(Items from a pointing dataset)
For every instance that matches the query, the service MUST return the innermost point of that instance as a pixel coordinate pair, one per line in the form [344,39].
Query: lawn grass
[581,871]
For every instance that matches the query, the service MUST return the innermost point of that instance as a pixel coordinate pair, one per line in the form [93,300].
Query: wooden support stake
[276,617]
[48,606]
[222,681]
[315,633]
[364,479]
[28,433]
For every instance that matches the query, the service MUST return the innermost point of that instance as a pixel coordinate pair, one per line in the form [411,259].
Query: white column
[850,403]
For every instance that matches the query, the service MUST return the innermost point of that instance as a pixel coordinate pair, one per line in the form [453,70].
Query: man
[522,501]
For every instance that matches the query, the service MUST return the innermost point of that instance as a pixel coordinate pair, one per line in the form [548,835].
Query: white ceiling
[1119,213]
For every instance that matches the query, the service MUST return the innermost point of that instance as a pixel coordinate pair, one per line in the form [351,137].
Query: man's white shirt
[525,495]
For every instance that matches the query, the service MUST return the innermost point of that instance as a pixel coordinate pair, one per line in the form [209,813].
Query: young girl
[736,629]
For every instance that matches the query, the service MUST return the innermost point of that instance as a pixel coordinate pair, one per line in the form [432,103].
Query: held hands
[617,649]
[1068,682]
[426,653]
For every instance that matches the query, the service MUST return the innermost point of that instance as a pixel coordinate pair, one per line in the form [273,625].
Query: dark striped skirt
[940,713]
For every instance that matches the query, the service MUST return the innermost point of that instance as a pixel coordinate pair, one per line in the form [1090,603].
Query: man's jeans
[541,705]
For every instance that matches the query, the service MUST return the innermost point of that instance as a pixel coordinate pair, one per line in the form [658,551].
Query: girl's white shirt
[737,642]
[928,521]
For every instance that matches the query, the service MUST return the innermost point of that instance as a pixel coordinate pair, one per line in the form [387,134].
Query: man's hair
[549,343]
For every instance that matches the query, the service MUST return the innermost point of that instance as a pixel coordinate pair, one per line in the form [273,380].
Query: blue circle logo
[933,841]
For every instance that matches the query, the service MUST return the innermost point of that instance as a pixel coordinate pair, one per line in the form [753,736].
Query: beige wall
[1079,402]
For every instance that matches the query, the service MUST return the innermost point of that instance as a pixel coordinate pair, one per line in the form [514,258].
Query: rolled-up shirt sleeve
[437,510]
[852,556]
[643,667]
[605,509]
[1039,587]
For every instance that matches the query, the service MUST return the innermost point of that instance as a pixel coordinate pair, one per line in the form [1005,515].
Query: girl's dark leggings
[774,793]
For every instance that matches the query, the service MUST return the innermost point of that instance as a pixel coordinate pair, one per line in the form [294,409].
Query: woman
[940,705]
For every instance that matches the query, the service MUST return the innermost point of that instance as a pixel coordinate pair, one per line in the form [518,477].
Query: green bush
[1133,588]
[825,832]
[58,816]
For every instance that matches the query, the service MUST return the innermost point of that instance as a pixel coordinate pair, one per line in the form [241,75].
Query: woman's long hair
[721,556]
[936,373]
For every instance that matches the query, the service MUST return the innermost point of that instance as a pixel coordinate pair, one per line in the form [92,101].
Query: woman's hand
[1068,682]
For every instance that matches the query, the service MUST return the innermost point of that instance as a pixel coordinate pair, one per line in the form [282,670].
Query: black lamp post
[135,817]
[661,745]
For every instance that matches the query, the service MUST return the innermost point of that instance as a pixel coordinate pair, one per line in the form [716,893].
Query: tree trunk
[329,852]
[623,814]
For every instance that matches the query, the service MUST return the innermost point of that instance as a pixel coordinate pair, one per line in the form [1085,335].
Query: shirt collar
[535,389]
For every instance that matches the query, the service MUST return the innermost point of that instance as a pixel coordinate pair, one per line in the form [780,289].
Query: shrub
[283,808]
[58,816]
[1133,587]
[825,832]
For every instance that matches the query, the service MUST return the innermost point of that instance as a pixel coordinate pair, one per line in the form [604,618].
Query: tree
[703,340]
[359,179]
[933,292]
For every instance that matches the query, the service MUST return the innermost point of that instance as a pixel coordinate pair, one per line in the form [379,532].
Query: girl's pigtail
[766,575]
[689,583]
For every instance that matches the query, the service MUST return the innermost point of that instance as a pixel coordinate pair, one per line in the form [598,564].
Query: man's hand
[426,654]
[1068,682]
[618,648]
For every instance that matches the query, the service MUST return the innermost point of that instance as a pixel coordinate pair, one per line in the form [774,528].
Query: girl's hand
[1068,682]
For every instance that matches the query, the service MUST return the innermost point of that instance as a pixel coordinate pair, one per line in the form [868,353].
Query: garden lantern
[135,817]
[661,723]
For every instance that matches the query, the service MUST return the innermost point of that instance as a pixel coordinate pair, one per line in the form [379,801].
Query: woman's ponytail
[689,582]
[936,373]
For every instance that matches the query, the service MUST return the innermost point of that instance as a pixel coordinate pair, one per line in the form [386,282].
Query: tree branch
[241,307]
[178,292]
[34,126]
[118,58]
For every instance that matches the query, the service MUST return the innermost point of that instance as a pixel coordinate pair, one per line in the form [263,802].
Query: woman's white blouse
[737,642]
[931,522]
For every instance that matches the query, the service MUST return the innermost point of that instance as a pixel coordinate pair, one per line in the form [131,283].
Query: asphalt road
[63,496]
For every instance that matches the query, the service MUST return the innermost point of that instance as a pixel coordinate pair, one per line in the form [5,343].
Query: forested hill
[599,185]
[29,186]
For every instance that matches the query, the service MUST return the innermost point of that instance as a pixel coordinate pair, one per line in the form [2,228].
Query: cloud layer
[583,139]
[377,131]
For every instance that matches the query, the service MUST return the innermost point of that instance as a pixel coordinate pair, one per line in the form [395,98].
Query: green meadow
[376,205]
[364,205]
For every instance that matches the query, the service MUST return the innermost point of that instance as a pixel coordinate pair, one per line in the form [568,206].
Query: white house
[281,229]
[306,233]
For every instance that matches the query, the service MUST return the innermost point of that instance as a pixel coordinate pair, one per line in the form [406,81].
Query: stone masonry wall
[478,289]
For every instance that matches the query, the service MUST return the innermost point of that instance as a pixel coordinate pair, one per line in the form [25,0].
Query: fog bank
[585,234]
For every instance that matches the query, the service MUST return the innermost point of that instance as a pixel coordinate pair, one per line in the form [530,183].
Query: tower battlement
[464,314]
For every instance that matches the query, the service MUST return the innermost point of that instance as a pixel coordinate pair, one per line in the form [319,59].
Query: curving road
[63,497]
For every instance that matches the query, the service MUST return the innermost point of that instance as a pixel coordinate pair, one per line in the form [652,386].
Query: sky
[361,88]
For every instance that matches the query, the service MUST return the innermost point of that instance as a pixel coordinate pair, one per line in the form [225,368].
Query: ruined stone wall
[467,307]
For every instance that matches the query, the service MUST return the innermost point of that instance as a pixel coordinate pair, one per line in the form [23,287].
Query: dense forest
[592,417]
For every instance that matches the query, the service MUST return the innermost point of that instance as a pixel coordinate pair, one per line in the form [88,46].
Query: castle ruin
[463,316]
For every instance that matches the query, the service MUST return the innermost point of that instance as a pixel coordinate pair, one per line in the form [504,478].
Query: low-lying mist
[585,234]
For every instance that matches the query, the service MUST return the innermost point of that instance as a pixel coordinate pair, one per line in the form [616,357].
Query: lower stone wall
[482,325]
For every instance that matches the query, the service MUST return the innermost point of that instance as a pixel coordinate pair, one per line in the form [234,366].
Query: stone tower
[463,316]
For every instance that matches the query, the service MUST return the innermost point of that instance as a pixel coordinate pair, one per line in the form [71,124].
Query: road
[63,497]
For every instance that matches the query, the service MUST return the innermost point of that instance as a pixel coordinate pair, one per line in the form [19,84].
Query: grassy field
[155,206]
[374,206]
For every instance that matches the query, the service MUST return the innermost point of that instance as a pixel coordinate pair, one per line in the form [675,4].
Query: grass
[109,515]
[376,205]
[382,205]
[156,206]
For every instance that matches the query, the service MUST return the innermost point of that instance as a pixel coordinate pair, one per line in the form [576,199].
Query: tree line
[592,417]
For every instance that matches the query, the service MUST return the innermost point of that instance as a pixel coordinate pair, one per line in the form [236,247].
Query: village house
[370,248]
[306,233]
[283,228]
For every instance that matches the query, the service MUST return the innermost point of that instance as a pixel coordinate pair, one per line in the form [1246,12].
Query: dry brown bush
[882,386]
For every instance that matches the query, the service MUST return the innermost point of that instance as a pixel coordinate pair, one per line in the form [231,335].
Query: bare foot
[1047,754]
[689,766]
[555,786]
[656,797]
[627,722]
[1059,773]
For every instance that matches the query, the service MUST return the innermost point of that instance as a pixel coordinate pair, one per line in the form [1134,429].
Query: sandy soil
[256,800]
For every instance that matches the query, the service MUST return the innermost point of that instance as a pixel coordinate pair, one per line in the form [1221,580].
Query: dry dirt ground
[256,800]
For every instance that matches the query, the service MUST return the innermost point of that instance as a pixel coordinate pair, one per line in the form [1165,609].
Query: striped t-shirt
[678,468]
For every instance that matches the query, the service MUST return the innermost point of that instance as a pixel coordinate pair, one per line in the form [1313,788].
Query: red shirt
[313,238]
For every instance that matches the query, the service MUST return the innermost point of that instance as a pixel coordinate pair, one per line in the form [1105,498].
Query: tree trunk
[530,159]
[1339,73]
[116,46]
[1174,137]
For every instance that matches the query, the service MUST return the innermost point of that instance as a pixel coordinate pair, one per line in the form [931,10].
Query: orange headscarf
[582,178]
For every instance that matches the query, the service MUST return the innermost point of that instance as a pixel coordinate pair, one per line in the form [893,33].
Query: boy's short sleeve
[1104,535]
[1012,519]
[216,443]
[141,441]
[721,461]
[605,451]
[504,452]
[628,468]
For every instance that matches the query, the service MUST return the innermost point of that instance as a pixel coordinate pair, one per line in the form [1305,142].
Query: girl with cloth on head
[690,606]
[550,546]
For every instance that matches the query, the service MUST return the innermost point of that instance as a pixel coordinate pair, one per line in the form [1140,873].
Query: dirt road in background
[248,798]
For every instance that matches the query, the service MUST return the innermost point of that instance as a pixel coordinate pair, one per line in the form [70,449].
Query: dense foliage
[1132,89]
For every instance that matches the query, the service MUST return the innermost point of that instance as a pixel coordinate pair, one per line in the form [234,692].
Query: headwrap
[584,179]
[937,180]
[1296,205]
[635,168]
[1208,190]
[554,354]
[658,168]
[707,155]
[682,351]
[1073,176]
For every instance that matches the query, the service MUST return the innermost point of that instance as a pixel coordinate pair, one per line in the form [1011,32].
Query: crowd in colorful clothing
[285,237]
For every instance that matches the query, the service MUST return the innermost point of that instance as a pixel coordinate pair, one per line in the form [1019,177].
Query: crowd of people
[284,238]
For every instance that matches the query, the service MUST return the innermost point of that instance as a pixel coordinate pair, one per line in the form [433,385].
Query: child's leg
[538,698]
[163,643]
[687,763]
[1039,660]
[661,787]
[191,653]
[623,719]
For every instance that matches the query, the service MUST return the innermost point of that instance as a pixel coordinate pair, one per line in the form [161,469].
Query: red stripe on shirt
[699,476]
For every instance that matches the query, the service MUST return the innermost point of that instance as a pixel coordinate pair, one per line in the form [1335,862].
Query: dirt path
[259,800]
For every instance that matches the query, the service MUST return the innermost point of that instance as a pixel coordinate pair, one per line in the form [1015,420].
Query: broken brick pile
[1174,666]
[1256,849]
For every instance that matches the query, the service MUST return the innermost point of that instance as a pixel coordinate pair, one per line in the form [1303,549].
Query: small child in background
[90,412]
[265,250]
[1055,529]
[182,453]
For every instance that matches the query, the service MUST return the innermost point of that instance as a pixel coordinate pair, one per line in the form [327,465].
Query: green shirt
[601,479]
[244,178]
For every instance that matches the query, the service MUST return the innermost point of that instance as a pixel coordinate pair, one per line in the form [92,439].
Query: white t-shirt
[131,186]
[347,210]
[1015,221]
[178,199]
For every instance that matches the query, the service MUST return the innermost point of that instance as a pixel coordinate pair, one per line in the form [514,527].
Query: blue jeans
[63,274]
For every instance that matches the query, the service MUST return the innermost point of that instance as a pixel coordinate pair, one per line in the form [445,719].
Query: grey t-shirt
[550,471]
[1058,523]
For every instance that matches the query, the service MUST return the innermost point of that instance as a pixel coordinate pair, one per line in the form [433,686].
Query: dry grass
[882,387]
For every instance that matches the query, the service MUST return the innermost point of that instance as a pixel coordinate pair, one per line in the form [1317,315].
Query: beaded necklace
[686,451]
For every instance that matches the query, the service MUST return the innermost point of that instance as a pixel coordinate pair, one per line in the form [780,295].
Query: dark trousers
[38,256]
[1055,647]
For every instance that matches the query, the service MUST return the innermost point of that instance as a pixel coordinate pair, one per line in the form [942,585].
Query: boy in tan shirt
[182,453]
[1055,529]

## REQUIRED TASK
Copy out the lines from the one containing "the form [433,686]." through the end of the items above, including both ends, word for word.

## REPLY
For every instance that matches the query, the service MUST return the innermost point of that instance as a pixel coordinate pair, one per line in the form [433,686].
Query: dry grass
[882,387]
For every instance that matches the query, the service MUST return the innermost point of that instance as a pixel coordinate pair, one per line in the form [1317,315].
Query: beaded necklace
[686,451]
For every instance that matches the query, the service MUST return the innermost point of that instance as a pixel coordinate pair, one per line in the form [780,295].
Query: dark trousers
[38,256]
[1055,647]
For every instance that matches the query, the service MUST return the innermost point of that instance as a pixel coordinate pair, one per line in the form [942,585].
Query: boy in tan shirt
[182,453]
[1055,529]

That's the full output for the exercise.